• [DESCRIZIONE DEL PROBLEMA]
Trascrivi dal brano, senza alcuna modifica, il tratto che va da "I VERI PIANI" fino a "per noi, Benedetto." incluso.

IL RITARDO DEI MIGLIORI
7,8 miliardi di euro del governo dei migliori sono congelati. No, non c’entra la caduta del governo: sono decreti dimenticati che non essendo stati adottati ora rischiano di saltare. E non si tratta di cose da poco: scaduti i decreti sulla “Strategia nazionale contro la povertà energetica”, quello sulla riduzione dell’illuminazione pubblica, misure contro il Covid, per la scuola e c’è anche quello delle “verifiche dei requisiti patrimoniali dei percettori” del Reddito di cittadinanza che tutti invocano e che sarebbe lì, già bello e pronto. Il recordman dei ritardatari è il ministro per la Transizione ecologica Cingolani che ha 72 decreti inattuati, metà dei quali ormai scaduti. Ben fatto.

CALENDA E LA FIAMMA
“La fiamma nel simbolo? Penso sia una ingenuità, non penso ci sia rischio fascismo, e la Meloni mi pare ha preso le distanze dal fascismo. Ma sarebbe meglio toglierla”, dice Carlo Calenda, leader di Azione, ospite di Radio Rtl 102.5, a proposito del simbolo fascista nel simbolo del partito di Giorgia Meloni Fratelli d’Italia. E a qualcuno potrebbe venire un dubbio: perché è sempre così gentile? Ecco qua…

I VERI PIANI DEL QUARTO POLO
Dopo il voto, “non farò un’alleanza con il Pd, altrimenti l’avrei fatta prima” ma “vorrei fare un governo di larga coalizione che pacifichi l’Italia. Non è mai con il Pd, penso vada fatto un governo di unità nazionale con Pd, Lega e anche Meloni, se con un’agenda di buonsenso”. Lo ha detto sempre Calenda a Rtl 102.5. Gli risponde il segretario di +Europa Benedetto della Vedova: “Fratelli d’Italia sul serio? Un governo con Meloni non lo capisco, non ha senso. Ha senso per loro, per lui. Per me no. Chi ha avuto ossessione per Fratoianni – ha continuato Della Vedova parlando di Calenda – dovrebbe averla decuplicata per Salvini e Meloni”. Anche per noi, Benedetto.

• [MATERIALE ESTRATTO]
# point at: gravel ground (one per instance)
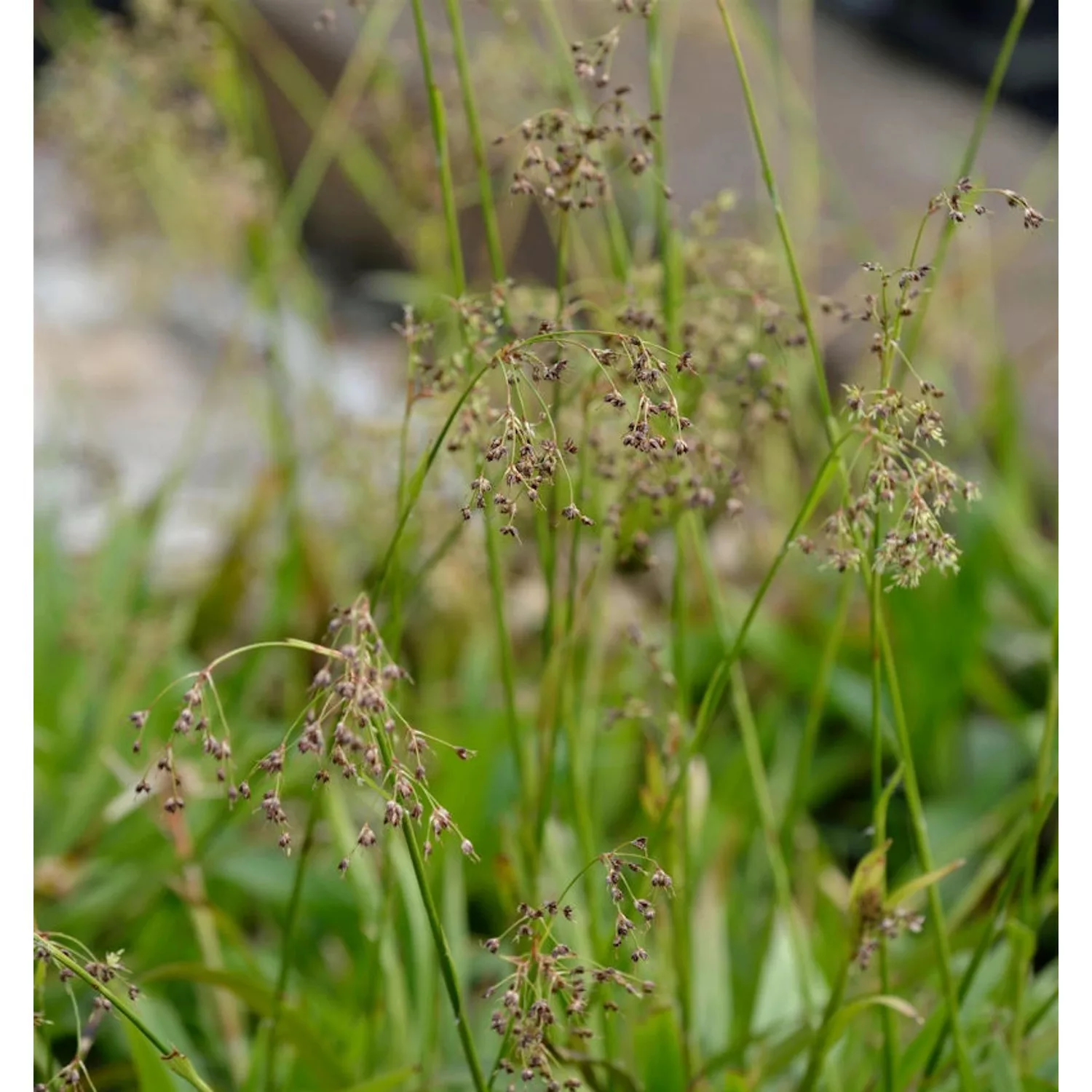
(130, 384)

--

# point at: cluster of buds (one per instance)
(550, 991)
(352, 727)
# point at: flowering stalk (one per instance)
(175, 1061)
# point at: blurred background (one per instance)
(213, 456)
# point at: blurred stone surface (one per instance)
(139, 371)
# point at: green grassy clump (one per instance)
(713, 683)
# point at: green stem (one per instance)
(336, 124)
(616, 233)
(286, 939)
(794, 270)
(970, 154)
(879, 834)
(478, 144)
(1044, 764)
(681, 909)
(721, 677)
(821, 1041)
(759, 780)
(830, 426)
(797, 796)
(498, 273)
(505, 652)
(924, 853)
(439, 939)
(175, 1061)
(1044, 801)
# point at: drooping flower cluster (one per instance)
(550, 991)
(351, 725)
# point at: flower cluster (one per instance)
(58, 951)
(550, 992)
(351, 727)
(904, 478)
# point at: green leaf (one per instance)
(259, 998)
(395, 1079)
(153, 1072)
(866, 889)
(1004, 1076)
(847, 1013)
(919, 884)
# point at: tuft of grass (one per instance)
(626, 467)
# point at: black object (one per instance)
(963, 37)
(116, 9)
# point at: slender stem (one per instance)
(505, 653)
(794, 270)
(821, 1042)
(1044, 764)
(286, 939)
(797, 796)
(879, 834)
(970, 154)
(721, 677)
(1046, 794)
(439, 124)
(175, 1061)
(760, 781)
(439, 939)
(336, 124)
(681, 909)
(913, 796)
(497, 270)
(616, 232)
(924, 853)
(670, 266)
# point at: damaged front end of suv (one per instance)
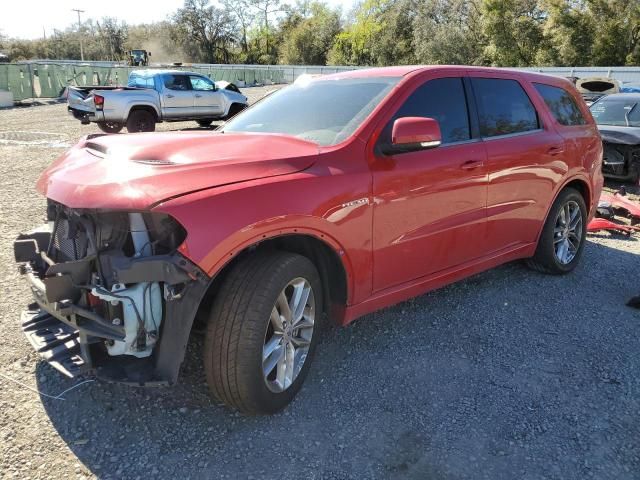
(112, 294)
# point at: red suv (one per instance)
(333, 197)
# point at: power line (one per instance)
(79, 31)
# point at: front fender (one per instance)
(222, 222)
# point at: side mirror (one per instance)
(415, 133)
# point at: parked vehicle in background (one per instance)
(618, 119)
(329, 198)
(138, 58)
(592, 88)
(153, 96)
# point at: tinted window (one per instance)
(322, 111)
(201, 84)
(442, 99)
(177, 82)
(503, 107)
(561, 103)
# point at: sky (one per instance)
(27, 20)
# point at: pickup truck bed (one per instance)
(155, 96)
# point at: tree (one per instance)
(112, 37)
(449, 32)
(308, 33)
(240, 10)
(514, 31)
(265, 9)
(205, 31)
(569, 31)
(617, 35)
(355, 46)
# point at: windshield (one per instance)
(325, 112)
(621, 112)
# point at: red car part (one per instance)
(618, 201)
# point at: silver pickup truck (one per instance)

• [RISULTATO]
I VERI PIANI DEL QUARTO POLO
Dopo il voto, “non farò un’alleanza con il Pd, altrimenti l’avrei fatta prima” ma “vorrei fare un governo di larga coalizione che pacifichi l’Italia. Non è mai con il Pd, penso vada fatto un governo di unità nazionale con Pd, Lega e anche Meloni, se con un’agenda di buonsenso”. Lo ha detto sempre Calenda a Rtl 102.5. Gli risponde il segretario di +Europa Benedetto della Vedova: “Fratelli d’Italia sul serio? Un governo con Meloni non lo capisco, non ha senso. Ha senso per loro, per lui. Per me no. Chi ha avuto ossessione per Fratoianni – ha continuato Della Vedova parlando di Calenda – dovrebbe averla decuplicata per Salvini e Meloni”. Anche per noi, Benedetto.